**Point localization data**:

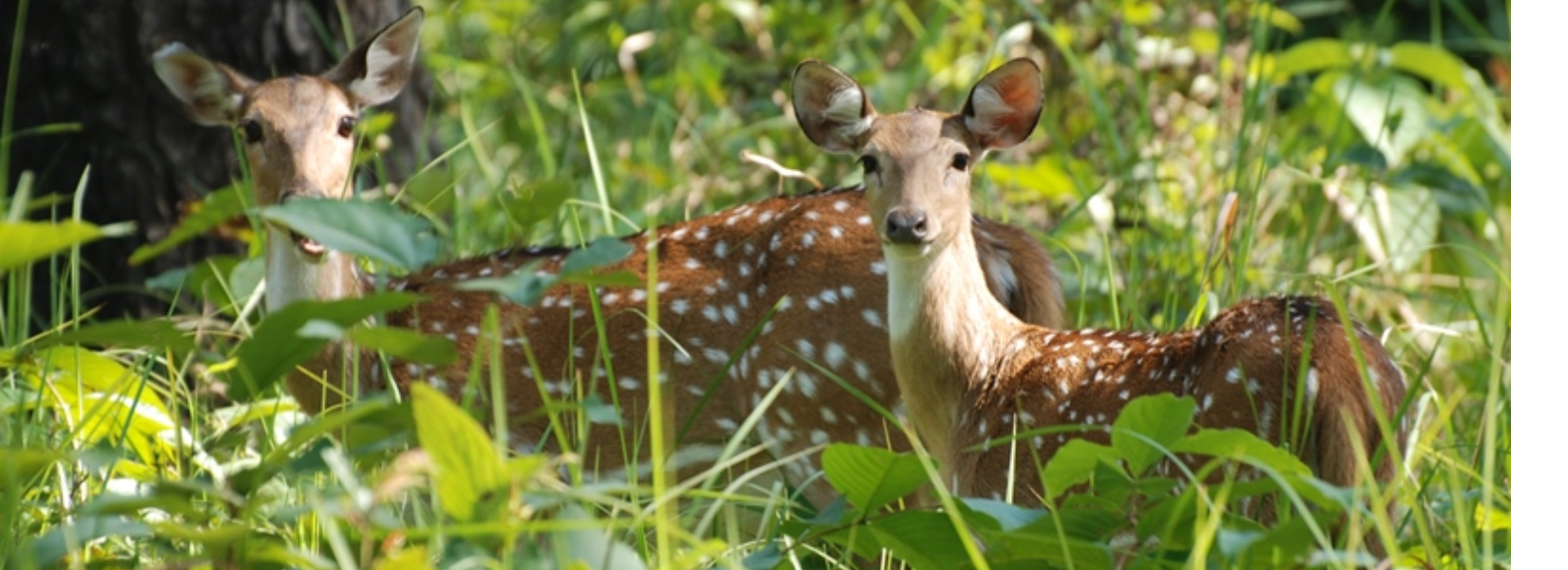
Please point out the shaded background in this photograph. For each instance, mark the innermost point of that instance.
(86, 63)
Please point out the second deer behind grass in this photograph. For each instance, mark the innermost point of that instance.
(971, 373)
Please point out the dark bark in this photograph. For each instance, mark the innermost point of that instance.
(88, 63)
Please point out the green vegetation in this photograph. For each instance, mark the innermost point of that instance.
(1191, 156)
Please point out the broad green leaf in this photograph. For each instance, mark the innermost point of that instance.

**Required work**: Leave the pictures out and output all of the data verbatim.

**Output for this exercise**:
Please point out the shaded background in this photograph. For each instance, mark the innermost point of that instance.
(86, 63)
Please point out the second deer behind grass in this photograph. For each instance, mark the innermost point of that instance.
(971, 373)
Please point out the dark bark in this photograph. For each instance, mark the innermost point of that instance.
(88, 63)
Please point out the green vegetation in this photograph. For each instance, mark the innermost point of that instance.
(1191, 156)
Please point out the broad green leaf in this photograph. For each instance, mark the innermost point of that instance.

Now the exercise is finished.